*Exercise*: Write out exactly the lines running from the one with "For the benchmark, annotate every instance of the tortilla" to the end of the data, including both of those lines and excluding pictures.

Collected data entries:
★ ★ ★ ★ ★ ★ ★

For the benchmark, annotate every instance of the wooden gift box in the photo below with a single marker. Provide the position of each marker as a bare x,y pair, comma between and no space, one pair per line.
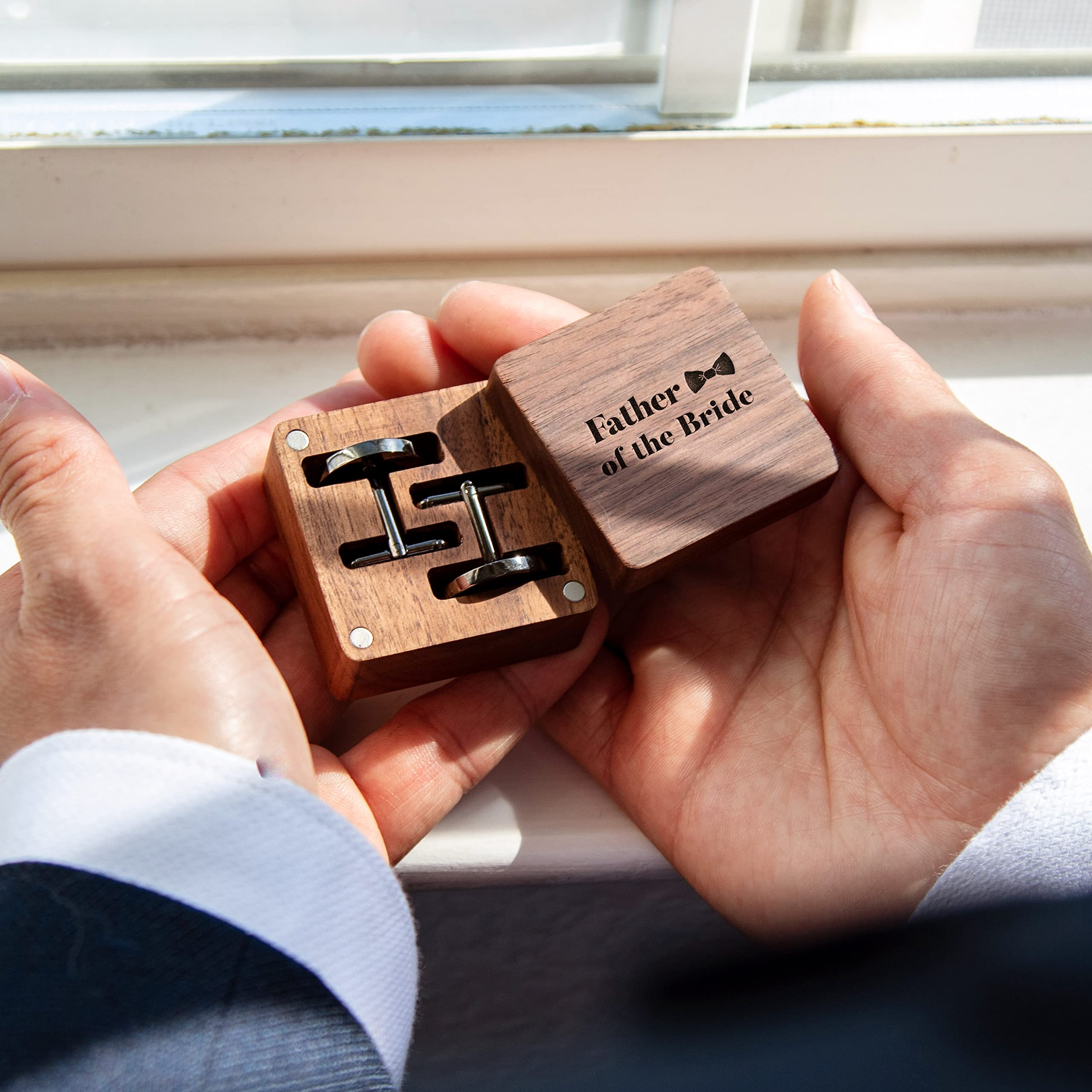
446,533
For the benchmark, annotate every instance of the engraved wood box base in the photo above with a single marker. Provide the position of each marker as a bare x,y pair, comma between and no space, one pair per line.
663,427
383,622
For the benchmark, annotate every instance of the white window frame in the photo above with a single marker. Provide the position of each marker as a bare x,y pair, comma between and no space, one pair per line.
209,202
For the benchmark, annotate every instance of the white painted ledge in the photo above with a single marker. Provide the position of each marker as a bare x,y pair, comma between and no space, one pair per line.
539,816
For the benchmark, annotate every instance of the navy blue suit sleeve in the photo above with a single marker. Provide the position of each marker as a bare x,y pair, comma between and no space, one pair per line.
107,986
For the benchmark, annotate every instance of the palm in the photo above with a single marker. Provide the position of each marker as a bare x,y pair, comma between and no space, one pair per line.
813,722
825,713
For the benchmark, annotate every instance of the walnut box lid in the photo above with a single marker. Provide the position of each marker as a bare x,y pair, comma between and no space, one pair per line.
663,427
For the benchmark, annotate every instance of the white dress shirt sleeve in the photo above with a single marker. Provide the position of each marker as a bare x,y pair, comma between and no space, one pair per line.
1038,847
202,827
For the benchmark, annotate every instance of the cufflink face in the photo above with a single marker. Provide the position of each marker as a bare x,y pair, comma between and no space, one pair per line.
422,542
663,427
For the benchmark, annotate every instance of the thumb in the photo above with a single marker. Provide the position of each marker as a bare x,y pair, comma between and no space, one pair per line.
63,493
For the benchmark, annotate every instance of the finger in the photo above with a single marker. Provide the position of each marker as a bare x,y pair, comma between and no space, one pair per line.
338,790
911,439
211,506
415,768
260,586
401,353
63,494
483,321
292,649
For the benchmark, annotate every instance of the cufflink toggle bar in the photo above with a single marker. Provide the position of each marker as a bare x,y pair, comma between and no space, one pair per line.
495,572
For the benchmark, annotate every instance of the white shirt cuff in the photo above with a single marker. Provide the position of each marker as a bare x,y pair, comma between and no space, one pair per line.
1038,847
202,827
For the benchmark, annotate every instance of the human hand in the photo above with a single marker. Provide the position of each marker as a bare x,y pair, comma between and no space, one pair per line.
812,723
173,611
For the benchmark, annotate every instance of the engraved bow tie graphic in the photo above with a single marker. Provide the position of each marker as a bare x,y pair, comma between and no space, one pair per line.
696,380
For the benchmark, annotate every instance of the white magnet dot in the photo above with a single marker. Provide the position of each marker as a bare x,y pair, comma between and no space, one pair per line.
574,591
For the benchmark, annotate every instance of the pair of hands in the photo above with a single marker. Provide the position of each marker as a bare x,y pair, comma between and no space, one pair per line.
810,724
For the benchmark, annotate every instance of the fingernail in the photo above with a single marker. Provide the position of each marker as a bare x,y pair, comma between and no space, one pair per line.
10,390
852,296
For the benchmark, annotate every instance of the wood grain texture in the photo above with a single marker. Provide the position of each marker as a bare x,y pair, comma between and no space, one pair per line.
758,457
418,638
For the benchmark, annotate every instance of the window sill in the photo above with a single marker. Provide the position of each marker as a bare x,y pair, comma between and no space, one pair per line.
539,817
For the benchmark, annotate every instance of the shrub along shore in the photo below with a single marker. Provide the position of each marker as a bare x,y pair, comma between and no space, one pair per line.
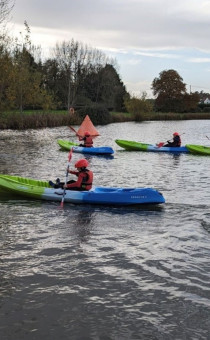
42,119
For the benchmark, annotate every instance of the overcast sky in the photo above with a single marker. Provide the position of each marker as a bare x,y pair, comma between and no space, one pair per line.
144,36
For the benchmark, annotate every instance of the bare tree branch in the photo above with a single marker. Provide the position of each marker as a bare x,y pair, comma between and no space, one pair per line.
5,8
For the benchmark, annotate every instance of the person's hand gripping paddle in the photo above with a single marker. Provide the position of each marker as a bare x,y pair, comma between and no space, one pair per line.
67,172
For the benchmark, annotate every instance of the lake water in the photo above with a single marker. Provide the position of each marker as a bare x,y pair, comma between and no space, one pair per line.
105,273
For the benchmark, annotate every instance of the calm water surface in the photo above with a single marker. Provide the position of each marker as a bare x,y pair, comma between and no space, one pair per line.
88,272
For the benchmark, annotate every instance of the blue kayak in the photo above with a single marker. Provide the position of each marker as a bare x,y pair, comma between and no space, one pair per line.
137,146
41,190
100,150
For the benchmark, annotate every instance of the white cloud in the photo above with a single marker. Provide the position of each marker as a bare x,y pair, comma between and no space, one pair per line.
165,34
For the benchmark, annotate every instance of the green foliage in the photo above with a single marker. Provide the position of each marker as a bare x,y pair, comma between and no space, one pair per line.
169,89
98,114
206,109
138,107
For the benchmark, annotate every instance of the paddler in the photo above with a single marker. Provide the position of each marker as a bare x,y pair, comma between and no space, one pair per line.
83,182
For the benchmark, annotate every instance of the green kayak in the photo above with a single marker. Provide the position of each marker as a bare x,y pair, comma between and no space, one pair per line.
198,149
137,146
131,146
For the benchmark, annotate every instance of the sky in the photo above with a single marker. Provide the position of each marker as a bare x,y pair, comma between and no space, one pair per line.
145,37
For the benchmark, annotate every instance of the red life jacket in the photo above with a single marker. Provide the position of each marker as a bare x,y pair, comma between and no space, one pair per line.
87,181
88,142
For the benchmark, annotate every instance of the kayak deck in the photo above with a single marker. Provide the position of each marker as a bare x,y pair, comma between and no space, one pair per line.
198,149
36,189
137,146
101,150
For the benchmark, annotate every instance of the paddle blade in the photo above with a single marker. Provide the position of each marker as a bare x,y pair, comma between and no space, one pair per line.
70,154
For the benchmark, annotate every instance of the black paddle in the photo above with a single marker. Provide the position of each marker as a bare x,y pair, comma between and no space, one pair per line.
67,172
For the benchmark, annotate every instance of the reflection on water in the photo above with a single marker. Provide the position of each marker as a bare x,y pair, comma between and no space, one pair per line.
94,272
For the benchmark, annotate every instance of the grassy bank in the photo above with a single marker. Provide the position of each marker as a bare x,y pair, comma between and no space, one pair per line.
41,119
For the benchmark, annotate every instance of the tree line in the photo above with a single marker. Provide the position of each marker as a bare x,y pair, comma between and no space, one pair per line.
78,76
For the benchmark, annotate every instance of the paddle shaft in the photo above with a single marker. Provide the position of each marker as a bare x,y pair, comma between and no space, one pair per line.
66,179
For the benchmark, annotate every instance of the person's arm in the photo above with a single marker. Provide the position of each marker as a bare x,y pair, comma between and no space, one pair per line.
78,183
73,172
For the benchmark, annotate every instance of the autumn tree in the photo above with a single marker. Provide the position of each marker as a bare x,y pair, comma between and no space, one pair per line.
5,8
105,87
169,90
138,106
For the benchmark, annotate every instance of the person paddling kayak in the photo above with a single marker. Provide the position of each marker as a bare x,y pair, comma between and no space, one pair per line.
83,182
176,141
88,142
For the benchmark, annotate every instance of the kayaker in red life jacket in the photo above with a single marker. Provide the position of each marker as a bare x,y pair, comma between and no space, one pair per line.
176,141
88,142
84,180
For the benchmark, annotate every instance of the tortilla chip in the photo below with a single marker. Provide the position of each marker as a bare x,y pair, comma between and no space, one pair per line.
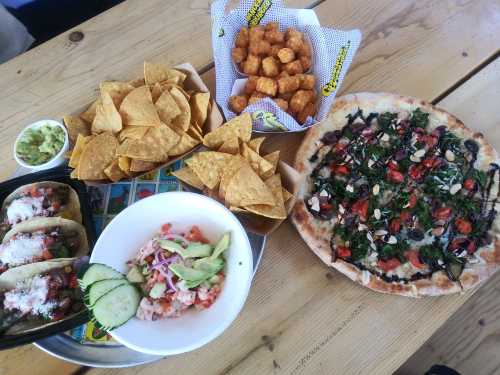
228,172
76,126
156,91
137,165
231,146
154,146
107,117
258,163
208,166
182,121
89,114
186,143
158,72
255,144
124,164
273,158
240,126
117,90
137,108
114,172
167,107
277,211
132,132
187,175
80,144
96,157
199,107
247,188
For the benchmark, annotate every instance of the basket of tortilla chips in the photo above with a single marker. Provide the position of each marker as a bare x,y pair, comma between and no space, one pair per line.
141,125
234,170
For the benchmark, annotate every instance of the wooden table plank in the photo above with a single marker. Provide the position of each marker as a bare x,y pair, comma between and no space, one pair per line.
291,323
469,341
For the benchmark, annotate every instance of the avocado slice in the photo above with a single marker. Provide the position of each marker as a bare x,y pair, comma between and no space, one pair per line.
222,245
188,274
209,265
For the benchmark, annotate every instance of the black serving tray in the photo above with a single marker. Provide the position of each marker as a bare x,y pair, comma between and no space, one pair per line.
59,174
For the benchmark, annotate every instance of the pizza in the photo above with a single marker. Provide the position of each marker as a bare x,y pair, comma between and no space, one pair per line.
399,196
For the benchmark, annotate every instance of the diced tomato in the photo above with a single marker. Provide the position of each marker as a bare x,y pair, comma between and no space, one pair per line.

★ ★ ★ ★ ★ ★ ★

*Response for this exercise*:
For the benchmark, annotate every instance of the tortilla chip in the photo below with a single marker. Provide the position of each marker as a bare x,y pair, comma between and no space, one pair per line.
228,172
76,126
156,91
137,165
231,146
154,146
107,117
258,163
208,166
182,121
89,114
186,143
158,72
255,144
124,164
273,158
240,126
117,90
137,108
114,172
167,107
277,211
132,132
187,175
80,144
96,157
199,107
247,188
For the benchmark, annotate every instance of the basket of tortilla chips in the photo above with a single marker. Provide the position of each marker as a bare x,y pair, comma between and no space, one pair per line.
141,125
234,170
For the benchmark, annotate every instance of the wooden table plank in the photo above with a single marker. Provide the position of each marker as a bare x,y pair, comma between and no space, one pair per line.
291,323
469,341
For the benchmark, annotate every instance of the avocado slice in the photo above with a single marker. Provide the position of each marker as a bare x,y pair, comma between and no space, one pair per line.
222,245
188,274
209,265
For the benchmark, annotate every instance of the black serving tray in the photo above with a single marker. Provide the position of each marker as a bare x,y pair, comma between and no space, one pair per line.
59,174
For the benchmark, annotate every instance of the pizza in the photo above with a single marker. Provide the position of each marker as a bare x,y pair, comma between and no space, one pair per line.
399,196
For the benchmark, annotate every instance of the diced tomato in the photo above with a single marker. Provide the position of each marker as a bare x,y pair, comma between and no space, one pair per line.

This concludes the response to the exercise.